___ TEXT BLOCK

April 24, 2022 Sanctuary Worship, Sermon, “Doubt: The Seed of Faith”

April 24, 2022

Click HERE to view and download the worship bulletin.

Scripture: John 20:19-31

Every family has their great stories that have become legendary, bordering on the mythic. One such story in our family happened on Easter Sunday 1945 while my brother Len was about a month old. My mother invited several ladies over to the house after the church service to see baby Leonard Jr., the fourth child born to Leonard and Elizabeth VanderZee. I came along three years later.

Inevitably, there came a time when Leonard had to be changed and the ladies, for whatever reason, came along. But after Mother took off his diaper, suddenly without warning a perfect stream of pee arched from brother Len right into the top of Mrs. DeVries’s straw Easter bonnet. The visit ended abruptly, much to my mother’s chagrin and probably to my brother’s infantile delight.

From that time onward, Len never could abandon his reputation as troublemaker, which was fine with him, unless he got the blame for trouble I started. That’s what happens when you have a reputation. It was and is source of pride even now for my brother.

It should be no surprise that he grew up to become one of the best-known preachers in the Christian Reformed Church. It makes me wonder what kind of reputation our beloved Pastor Kevin had when he was a kid.

For as long as I can remember, hearing the post-resurrection story of Thomas, I have felt kind of sorry for poor Thomas. Even today I think that Thomas, unlike my brother, may have gotten a bad rap. Deserved or not, Thomas has been forever associated with that word which we believers are loathed to speak, but the experience from which no Christian can escape – Doubt. He is not just Thomas, but “Doubting Thomas”, and that title has now become synonymous with anyone who has misgivings about essential matters.

______
___ GIVEN DATA

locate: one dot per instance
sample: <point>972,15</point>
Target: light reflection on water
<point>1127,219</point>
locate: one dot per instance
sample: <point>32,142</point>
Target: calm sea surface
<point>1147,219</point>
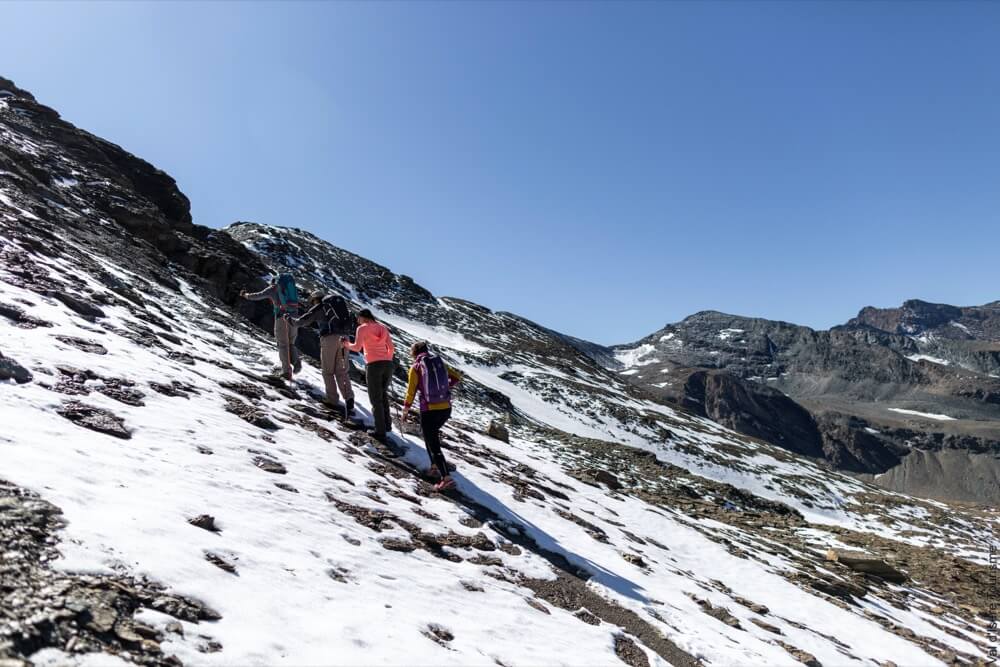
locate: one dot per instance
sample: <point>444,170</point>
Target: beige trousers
<point>333,359</point>
<point>286,333</point>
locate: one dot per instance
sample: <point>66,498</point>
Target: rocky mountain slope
<point>910,395</point>
<point>165,502</point>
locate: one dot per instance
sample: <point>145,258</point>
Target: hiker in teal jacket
<point>285,332</point>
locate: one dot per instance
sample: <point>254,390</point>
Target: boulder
<point>861,562</point>
<point>11,370</point>
<point>498,431</point>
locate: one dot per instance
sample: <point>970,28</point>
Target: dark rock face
<point>11,370</point>
<point>755,410</point>
<point>94,418</point>
<point>45,608</point>
<point>135,211</point>
<point>831,394</point>
<point>915,317</point>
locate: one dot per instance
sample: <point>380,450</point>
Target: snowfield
<point>314,586</point>
<point>925,415</point>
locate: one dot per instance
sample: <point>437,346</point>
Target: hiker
<point>433,379</point>
<point>284,298</point>
<point>333,319</point>
<point>372,337</point>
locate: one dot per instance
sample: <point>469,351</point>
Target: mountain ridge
<point>167,502</point>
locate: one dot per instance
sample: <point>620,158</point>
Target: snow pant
<point>285,333</point>
<point>333,361</point>
<point>431,423</point>
<point>379,376</point>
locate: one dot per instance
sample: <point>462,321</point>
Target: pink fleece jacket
<point>376,342</point>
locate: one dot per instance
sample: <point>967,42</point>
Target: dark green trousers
<point>379,377</point>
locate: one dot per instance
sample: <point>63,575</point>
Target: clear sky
<point>601,168</point>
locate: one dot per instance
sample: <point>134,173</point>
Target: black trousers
<point>378,375</point>
<point>431,423</point>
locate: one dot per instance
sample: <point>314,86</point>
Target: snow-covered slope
<point>611,528</point>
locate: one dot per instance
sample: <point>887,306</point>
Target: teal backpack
<point>288,295</point>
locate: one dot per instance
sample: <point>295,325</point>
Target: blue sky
<point>601,168</point>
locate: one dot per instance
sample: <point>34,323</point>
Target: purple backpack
<point>434,379</point>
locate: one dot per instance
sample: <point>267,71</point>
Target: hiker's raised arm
<point>269,292</point>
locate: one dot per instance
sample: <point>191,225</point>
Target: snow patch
<point>926,415</point>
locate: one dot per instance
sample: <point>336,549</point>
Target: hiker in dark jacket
<point>432,379</point>
<point>374,340</point>
<point>333,320</point>
<point>284,331</point>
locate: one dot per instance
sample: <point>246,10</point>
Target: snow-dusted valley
<point>163,502</point>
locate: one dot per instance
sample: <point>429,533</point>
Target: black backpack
<point>337,317</point>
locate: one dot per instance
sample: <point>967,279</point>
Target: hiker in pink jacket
<point>373,339</point>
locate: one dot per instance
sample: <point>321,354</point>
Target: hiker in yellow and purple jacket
<point>432,379</point>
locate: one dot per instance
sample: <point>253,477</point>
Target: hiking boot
<point>445,484</point>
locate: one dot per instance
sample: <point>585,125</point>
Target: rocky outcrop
<point>832,394</point>
<point>754,410</point>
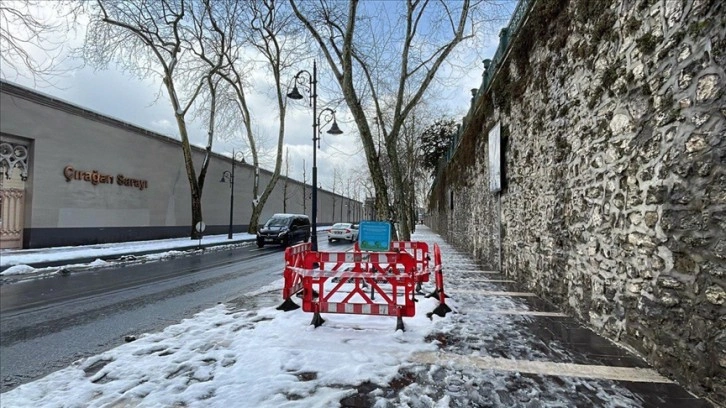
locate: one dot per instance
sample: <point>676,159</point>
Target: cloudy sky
<point>143,102</point>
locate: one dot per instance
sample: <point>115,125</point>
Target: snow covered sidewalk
<point>500,347</point>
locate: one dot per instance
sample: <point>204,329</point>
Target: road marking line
<point>523,313</point>
<point>632,374</point>
<point>492,292</point>
<point>474,271</point>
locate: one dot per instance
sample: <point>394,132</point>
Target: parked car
<point>343,230</point>
<point>284,229</point>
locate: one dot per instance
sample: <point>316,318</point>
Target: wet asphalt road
<point>48,323</point>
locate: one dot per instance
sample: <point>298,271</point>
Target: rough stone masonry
<point>613,205</point>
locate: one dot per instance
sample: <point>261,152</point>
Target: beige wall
<point>61,135</point>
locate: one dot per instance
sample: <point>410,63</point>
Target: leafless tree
<point>386,57</point>
<point>153,37</point>
<point>267,28</point>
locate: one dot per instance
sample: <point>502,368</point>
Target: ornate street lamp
<point>309,82</point>
<point>228,177</point>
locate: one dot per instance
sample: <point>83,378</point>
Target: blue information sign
<point>375,236</point>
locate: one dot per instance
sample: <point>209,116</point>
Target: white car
<point>343,230</point>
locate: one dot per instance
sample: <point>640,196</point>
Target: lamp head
<point>295,94</point>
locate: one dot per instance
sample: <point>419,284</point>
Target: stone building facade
<point>613,199</point>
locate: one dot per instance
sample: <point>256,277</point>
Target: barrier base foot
<point>317,320</point>
<point>441,310</point>
<point>288,305</point>
<point>301,294</point>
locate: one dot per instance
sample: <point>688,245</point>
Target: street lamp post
<point>228,176</point>
<point>334,130</point>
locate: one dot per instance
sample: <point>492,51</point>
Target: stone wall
<point>614,201</point>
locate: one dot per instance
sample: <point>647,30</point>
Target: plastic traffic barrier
<point>356,282</point>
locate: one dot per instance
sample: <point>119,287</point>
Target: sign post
<point>200,227</point>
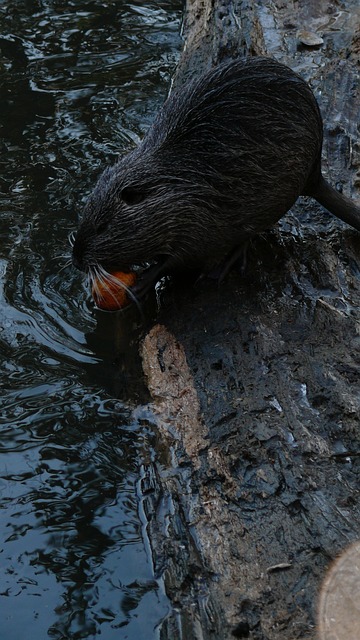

______

EXERCISE REQUIREMENTS: Reproduce the sermon passage, everything from "It should be" down to "he was a kid.". These rows have no connection to the sermon text.

ANSWER BELOW:
It should be no surprise that he grew up to become one of the best-known preachers in the Christian Reformed Church. It makes me wonder what kind of reputation our beloved Pastor Kevin had when he was a kid.